Ağrılarım Psikolojik mi?
Ağrılarım Psikolojik mi?
Ağrı, yıllardır araştırılan anlaşılması güç bir terimdir. Bu konuda yüzlerce kitap ve makale yazılmıştır. Her insanın ağrıyı tanımlama şekli dolayısıyla ağrıyı hissetme şekli de farklıdır. Sinir sistemimizde ağrıyı hissetmemizi sağlayan mekanizmalar vardır. Aslında ağrı, vücudumuzdaki bir bozukluğu, yanlış giden şeyleri haber verdiği için iyileşme yolunda önemli yardımcılarımızdan biridir. Eğer ağrı hissetmeseydik vücudumuza farkında olmadan zarar verir, var olan bozuklukları iyileştirme gayretine girmezdik.
Ağrı reseptörleri serbest sinir uçlarıdır ve farklı şekillerde uyarılabilir. Mekanik güç, kimyasal maddeler, aşırı sıcak, aşırı soğuk, kan dolaşımında azalma veya dokuya gelen oksijenin azalması ağrıya sebep olabilir.
Aslında vücudumuz başka bir sistemdeki bozukluğu sinir sistemi yoluyla bize haber verir. Buna ağrı denir. Ama bazen de ağrıyı sinir sistemimizdeki patolojilerden ya da psikolojik problemlerimizden dolayı hissederiz. Bunu ayırt etmek ise bazen oldukça zor olabilir.
Çünkü fizyolojik kaynaklı bir ağrı da psikolojik durumun kötüleşmesiyle artabilir. Psikolojik durumun kötüleşmesi fizyolojik ağrı yaratabilir.
Ağrınızın sebebi psikolojik durumunuz ya da sinir sistemi hassasiyetinizin olabileceği gibi, psikolojik durumunuzun ve sinir sistemi hassasiyetinizin sebebi de ağrılarınız olabilir. Bu kısır döngüyü kırmak farkındalıkla başlar.
Vücut farkındalığının en bilimsel yolu egzersiz, manuel terapi gibi çeşitli fizyoterapi yöntemlerinin bilinçli bir şekilde uygulanmasıdır.

- - -

* **Görev Tanımı**
Ağrı konulu metne göre ağrı reseptörleri nedir? Çalışmayı tamamlamak için öğelere başvurmak gerekmez.

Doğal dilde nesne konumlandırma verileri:
- - -

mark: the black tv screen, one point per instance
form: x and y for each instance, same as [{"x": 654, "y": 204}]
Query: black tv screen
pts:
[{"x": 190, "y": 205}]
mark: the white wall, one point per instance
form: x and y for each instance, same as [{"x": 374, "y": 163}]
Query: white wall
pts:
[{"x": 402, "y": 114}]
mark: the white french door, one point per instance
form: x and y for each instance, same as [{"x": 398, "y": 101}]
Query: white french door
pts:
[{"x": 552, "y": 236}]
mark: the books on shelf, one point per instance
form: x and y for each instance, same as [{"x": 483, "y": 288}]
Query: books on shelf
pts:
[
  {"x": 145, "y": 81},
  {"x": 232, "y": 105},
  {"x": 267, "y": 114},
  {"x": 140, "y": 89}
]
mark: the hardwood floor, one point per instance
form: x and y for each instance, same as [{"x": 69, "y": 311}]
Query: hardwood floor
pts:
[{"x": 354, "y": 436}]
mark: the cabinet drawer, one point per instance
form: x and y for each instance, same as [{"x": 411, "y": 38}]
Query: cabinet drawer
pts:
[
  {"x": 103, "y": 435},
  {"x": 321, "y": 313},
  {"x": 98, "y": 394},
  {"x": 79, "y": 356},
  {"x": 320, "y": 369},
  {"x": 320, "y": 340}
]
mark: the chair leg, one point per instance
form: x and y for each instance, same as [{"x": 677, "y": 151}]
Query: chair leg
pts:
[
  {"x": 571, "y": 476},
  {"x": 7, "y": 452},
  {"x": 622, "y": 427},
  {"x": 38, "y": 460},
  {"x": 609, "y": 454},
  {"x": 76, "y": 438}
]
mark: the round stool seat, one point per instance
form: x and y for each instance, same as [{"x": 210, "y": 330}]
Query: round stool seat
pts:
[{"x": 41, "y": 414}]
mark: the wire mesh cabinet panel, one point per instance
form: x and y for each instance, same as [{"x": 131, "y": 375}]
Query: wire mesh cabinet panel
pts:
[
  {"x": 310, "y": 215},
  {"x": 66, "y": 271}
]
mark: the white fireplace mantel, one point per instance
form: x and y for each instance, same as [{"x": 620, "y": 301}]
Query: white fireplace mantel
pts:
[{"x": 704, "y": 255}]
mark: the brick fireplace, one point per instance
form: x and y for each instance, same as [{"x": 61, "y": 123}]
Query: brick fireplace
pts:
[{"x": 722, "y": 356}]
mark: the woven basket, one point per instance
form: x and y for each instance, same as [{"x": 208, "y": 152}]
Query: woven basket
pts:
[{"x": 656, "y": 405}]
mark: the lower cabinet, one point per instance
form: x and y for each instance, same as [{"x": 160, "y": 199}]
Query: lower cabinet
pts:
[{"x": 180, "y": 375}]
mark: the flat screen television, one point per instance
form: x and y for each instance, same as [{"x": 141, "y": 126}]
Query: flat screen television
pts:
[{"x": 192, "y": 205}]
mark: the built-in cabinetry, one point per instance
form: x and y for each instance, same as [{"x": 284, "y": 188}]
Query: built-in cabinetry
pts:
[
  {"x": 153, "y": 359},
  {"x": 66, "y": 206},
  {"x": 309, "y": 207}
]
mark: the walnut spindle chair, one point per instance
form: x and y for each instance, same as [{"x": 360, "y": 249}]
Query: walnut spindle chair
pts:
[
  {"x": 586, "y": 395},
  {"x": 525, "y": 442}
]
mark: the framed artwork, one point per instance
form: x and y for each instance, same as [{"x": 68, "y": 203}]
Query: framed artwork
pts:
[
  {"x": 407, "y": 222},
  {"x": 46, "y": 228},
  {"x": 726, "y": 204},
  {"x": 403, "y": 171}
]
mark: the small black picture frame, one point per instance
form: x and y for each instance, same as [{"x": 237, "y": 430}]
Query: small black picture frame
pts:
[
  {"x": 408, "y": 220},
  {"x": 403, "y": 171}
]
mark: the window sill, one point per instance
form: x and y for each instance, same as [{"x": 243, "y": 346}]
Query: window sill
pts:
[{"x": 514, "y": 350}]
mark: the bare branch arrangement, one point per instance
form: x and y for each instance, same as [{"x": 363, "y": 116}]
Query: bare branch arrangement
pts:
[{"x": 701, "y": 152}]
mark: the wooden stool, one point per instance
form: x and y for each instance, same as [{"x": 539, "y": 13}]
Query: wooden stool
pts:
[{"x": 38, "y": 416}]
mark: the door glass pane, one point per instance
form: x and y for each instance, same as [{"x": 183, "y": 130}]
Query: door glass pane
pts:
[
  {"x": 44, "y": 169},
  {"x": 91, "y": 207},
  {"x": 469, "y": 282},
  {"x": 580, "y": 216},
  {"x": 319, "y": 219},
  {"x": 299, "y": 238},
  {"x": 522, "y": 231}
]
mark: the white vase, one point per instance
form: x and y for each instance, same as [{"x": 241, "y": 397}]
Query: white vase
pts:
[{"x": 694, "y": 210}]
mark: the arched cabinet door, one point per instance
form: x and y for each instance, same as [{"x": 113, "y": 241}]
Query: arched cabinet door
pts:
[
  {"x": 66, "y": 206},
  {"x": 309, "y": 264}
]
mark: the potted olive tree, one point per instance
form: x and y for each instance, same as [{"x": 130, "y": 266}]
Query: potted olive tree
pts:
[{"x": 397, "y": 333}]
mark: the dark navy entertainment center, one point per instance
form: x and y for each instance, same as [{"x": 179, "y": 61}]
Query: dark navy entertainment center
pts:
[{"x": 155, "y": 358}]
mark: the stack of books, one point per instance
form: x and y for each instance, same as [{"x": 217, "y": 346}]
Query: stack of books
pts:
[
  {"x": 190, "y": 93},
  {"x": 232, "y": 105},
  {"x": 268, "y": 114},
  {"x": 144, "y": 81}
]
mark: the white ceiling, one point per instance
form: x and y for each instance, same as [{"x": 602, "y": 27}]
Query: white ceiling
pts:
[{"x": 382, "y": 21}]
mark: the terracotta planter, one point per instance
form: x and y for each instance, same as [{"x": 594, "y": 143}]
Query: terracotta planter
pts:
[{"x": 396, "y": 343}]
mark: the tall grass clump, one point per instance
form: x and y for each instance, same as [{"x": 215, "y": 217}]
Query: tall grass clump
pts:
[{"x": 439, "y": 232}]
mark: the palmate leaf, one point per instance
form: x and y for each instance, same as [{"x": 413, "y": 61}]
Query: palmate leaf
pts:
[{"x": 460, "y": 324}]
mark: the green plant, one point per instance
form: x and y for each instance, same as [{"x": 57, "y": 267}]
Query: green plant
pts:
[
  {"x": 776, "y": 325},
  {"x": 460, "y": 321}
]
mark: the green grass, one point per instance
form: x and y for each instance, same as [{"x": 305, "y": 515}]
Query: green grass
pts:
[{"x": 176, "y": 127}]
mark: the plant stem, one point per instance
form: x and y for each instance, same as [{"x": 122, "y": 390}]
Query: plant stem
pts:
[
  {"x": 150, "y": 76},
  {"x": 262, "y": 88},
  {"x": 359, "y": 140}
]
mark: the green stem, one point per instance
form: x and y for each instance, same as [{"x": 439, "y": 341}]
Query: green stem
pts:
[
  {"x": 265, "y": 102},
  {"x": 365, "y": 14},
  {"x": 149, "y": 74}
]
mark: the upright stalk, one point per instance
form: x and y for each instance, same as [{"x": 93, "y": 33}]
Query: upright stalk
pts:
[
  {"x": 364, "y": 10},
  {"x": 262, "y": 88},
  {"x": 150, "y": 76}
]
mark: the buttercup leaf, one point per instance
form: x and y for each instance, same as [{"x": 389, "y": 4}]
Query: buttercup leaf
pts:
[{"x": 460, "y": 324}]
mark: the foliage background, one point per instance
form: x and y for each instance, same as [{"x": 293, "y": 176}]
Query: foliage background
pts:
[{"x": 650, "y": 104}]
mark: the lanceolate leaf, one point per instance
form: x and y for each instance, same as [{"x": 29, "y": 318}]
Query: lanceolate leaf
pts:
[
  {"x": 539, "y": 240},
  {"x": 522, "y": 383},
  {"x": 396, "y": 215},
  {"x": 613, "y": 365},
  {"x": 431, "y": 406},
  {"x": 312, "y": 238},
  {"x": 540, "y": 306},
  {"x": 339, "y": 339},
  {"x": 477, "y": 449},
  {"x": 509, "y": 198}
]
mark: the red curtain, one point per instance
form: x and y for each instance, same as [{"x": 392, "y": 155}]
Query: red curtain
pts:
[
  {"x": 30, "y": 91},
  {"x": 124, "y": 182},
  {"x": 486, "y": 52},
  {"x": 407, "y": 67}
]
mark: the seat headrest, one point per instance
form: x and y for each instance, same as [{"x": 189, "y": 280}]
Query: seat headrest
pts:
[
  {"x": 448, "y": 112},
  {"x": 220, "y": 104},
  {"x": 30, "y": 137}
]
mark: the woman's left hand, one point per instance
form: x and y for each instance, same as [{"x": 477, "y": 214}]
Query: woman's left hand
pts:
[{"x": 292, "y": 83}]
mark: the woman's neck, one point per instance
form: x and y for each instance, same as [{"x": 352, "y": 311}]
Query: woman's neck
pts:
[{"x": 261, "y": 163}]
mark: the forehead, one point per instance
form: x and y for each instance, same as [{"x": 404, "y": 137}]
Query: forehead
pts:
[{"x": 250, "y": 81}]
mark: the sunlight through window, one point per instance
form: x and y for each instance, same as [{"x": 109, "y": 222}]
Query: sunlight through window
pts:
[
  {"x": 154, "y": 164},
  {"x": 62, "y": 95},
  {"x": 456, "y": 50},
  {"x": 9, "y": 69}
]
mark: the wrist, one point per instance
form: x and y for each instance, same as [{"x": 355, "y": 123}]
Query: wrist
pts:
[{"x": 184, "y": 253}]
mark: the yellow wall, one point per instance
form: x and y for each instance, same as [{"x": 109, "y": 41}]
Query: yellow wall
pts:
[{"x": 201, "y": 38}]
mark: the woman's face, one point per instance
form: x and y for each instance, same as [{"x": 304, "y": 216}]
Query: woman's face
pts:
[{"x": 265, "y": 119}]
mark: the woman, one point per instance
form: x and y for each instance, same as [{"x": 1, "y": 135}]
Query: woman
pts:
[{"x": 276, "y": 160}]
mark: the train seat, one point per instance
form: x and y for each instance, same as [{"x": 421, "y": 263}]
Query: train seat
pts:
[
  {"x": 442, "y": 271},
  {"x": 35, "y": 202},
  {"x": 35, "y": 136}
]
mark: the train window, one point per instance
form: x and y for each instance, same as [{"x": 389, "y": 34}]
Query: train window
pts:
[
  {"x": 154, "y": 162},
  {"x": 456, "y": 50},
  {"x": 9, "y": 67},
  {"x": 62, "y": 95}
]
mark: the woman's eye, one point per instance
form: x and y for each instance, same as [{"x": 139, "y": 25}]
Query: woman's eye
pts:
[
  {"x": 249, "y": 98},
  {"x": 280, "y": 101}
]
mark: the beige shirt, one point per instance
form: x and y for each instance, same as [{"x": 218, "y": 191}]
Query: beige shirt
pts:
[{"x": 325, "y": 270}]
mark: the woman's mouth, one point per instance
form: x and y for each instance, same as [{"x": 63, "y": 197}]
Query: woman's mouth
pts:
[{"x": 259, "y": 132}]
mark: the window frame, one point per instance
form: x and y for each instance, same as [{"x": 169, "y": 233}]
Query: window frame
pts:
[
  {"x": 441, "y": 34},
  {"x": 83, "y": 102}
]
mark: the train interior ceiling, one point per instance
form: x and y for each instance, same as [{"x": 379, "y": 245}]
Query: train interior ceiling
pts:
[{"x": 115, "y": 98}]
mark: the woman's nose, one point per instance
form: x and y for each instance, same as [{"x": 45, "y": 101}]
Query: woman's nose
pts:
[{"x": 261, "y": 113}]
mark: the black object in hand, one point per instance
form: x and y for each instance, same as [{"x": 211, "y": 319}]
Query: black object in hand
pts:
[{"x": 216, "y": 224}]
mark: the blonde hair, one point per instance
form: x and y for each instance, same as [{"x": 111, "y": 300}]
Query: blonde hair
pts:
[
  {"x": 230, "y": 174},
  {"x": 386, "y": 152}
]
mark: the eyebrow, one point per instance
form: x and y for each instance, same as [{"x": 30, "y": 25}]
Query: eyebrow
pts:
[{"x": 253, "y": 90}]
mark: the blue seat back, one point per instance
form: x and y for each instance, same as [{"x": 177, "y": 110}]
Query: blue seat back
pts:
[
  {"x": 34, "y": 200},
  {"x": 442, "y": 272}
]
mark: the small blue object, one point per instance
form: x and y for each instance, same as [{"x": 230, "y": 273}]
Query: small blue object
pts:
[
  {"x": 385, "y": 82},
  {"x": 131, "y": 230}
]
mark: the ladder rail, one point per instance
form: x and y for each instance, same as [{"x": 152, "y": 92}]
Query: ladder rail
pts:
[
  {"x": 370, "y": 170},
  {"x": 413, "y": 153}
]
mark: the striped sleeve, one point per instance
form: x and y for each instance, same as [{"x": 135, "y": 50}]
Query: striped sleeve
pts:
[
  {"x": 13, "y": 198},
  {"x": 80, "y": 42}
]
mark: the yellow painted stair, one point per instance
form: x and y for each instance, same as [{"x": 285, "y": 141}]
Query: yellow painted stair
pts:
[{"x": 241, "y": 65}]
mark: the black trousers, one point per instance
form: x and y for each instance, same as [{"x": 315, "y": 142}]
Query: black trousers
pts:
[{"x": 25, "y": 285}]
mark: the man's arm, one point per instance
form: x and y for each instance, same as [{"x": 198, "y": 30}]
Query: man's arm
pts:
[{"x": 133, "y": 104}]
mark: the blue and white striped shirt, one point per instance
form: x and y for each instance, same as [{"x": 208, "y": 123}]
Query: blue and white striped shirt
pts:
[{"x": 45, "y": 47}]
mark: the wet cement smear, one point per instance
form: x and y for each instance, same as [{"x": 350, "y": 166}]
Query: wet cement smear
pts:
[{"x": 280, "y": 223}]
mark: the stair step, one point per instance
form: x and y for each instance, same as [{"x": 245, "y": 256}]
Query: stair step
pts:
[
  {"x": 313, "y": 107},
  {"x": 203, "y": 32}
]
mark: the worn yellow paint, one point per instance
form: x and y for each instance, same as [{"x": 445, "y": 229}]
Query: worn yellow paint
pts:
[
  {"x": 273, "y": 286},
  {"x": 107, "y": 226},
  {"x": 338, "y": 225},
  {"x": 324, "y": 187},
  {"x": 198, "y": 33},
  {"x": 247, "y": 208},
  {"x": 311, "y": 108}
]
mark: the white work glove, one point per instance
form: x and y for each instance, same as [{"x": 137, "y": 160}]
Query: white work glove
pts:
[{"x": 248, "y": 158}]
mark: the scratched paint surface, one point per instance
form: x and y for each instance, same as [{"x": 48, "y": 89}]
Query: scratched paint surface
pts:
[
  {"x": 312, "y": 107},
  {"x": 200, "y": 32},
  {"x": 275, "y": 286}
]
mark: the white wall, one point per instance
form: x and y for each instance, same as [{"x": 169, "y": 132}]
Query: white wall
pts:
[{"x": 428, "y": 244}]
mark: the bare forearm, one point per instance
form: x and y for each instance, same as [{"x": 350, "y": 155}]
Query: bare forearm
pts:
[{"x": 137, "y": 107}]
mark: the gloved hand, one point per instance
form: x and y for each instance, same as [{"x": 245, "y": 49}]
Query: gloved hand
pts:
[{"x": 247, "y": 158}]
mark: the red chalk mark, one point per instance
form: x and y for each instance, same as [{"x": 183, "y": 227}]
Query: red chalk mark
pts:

- - -

* **Sonuç**
Ağrı reseptörleri serbest sinir uçlarıdır.